More than 200 people took a chilling look inside the minds of serial killers at this year’s DeSales University Forensic Forum. Katherine Ramsland, Martha Elliott, and Anthony Meoli shared their experiences and expertise during Interviews with Serial Killers on Wednesday, October 12.
Ramsland, professor of psychology and director of the Master of Arts in Criminal Justice Program, kicked off the discussion by focusing on BTK killer Dennis Rader. Ramsland spent five years working closely with Rader on her new book, Confession of a Serial Killer: The Untold Story of Dennis Rader, the BTK Killer.
“He was a predator, he was a stalker, he's the ultimate boogeyman waiting there in your house,” she said. Rader killed 10 people, including two children, between 1974 and 1991 in the Wichita, Kansas area. He wasn’t arrested until 2005 and, according to Ramsland, would have gotten away with his crimes had he not started playing a cat-and-mouse game with police and the media.
Ramsland told the audience the goal of her book was not to give Rader a platform, but to benefit criminology, psychology, law enforcement, and the victims. “My book was about mining into not just what he said but how he said certain things and the blind spots in his life,” she said.
Martha Elliott, an award-winning journalist and author of The Man in the Monster, gave the audience a different perspective, describing her 10-year relationship with serial killer Michael Ross. “I am the least likely person in the world to have written about a serial killer,” she began. “I cannot watch a scary movie; I do not like violence. I just had no interest in serial killers whatsoever.”
That all changed with Ross, who raped and murdered eight young women in the early 1980s. Elliott worked for a newspaper in Connecticut when his death sentences were overturned. But, Ross still wanted to die, claiming he wanted to spare his victims’ families any more pain. “I, in effect, invited this serial killer into my life,” Elliott said. “I was so afraid of him in the beginning. He was everything I feared: walking down a road, being randomly selected. There was nothing you could do to protect yourself from him.”

#####

| WHAT TO DO |
Reproduce verbatim the passage of the forensic forum report from "More than 200" to "Wednesday, October 12.".

| STUDY MATERIAL |
#####

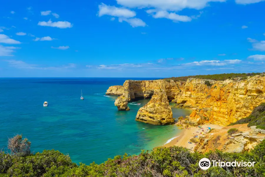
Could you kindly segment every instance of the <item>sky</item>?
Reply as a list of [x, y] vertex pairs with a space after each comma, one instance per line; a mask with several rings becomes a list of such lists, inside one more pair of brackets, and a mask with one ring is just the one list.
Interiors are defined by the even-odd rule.
[[2, 1], [0, 77], [265, 71], [265, 0]]

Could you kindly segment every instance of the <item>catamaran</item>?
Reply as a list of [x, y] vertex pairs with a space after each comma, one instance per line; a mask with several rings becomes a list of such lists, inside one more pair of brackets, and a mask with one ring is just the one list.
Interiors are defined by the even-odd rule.
[[83, 94], [82, 94], [82, 89], [81, 89], [81, 97], [80, 97], [80, 99], [82, 100], [84, 99], [84, 97], [83, 97]]

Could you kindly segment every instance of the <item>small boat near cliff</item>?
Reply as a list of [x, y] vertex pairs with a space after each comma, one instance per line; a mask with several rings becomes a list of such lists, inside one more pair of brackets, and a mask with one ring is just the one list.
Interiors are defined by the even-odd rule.
[[43, 103], [43, 106], [48, 106], [48, 103], [48, 103], [47, 101], [44, 101], [44, 103]]
[[81, 97], [80, 97], [80, 99], [83, 100], [84, 99], [84, 97], [83, 97], [83, 94], [82, 93], [82, 89], [81, 89]]

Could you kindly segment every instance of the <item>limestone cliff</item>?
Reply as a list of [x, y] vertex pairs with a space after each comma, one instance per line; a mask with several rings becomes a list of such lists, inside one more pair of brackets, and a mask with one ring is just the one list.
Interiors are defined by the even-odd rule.
[[130, 99], [129, 93], [125, 92], [116, 99], [114, 104], [119, 110], [129, 111], [130, 108], [127, 105], [128, 102]]
[[122, 86], [110, 86], [107, 90], [106, 95], [121, 95], [123, 93], [124, 90]]
[[[256, 129], [256, 126], [249, 128], [247, 125], [228, 126], [201, 136], [194, 151], [203, 153], [216, 149], [230, 153], [249, 151], [264, 139], [265, 130]], [[227, 131], [232, 128], [238, 130], [229, 135]]]
[[135, 120], [154, 125], [173, 124], [172, 111], [165, 92], [155, 91], [150, 101], [139, 109]]
[[[206, 81], [211, 85], [207, 86]], [[122, 86], [111, 87], [106, 94], [120, 95], [122, 92], [124, 95], [117, 99], [115, 105], [119, 109], [125, 110], [128, 101], [150, 98], [160, 89], [176, 106], [194, 109], [190, 118], [199, 124], [227, 125], [248, 116], [255, 107], [265, 102], [265, 77], [262, 75], [223, 81], [195, 78], [186, 82], [128, 80]]]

#####

| EXERCISE RESULT |
More than 200 people took a chilling look inside the minds of serial killers at this year’s DeSales University Forensic Forum. Katherine Ramsland, Martha Elliott, and Anthony Meoli shared their experiences and expertise during Interviews with Serial Killers on Wednesday, October 12.